* _What you have to do_
From the data below, repeat exactly the lines from the line with "Target = house roof" to the line with "Target = green tool handle", both included.

* _Record set_
------------------------------------------------------------

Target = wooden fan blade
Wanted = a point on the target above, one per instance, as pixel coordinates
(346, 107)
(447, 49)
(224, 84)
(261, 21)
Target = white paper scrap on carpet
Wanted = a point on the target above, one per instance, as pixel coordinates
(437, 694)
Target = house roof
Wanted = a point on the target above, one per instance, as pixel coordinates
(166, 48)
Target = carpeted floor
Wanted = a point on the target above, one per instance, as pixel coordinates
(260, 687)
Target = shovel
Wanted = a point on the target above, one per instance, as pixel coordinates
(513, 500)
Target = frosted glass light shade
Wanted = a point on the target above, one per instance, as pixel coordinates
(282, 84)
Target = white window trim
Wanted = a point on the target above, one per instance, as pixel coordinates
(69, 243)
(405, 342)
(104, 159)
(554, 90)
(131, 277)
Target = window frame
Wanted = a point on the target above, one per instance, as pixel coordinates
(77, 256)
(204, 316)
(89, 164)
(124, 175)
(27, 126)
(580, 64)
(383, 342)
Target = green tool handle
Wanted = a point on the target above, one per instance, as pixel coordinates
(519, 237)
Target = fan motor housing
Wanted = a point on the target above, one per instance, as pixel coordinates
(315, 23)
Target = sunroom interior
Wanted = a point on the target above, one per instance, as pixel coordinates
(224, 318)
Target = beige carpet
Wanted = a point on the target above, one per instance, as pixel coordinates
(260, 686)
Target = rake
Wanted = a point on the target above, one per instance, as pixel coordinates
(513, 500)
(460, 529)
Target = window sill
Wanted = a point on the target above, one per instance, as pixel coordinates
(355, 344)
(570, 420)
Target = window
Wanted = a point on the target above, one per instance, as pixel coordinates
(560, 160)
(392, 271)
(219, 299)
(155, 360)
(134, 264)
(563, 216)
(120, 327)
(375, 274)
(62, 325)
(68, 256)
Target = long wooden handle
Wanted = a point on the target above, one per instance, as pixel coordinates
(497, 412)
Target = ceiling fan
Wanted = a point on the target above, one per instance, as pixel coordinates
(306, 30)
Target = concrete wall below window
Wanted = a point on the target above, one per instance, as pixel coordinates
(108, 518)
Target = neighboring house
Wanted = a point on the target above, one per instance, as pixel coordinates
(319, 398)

------------------------------------------------------------

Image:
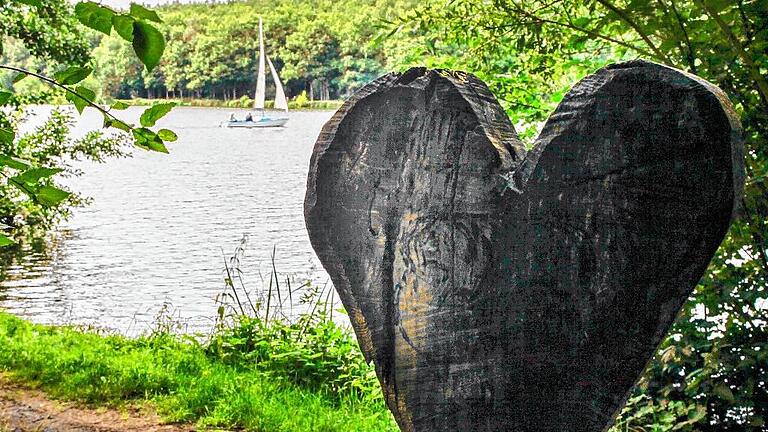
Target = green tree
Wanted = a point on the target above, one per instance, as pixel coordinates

------------------------------------------------------------

* _Exercise output_
Target = house roof
Wanted = a point on the target above, one per instance, as pixel coordinates
(166, 48)
Target = carpeted floor
Wanted = a point on the target above, one per instance, as pixel coordinates
(260, 687)
Target = shovel
Wanted = a point on the target above, one per instance, as pixel coordinates
(513, 500)
Target = frosted glass light shade
Wanted = a point on the target above, one per instance, as pixel coordinates
(282, 84)
Target = white window trim
Wanted = a point on the target above, one per instance, as pixel coordinates
(69, 243)
(405, 342)
(104, 159)
(554, 90)
(131, 277)
Target = window frame
Wanted = a point on the target above, one per instance, as pixel coordinates
(77, 256)
(204, 316)
(89, 164)
(124, 175)
(27, 126)
(580, 64)
(383, 342)
Target = green tool handle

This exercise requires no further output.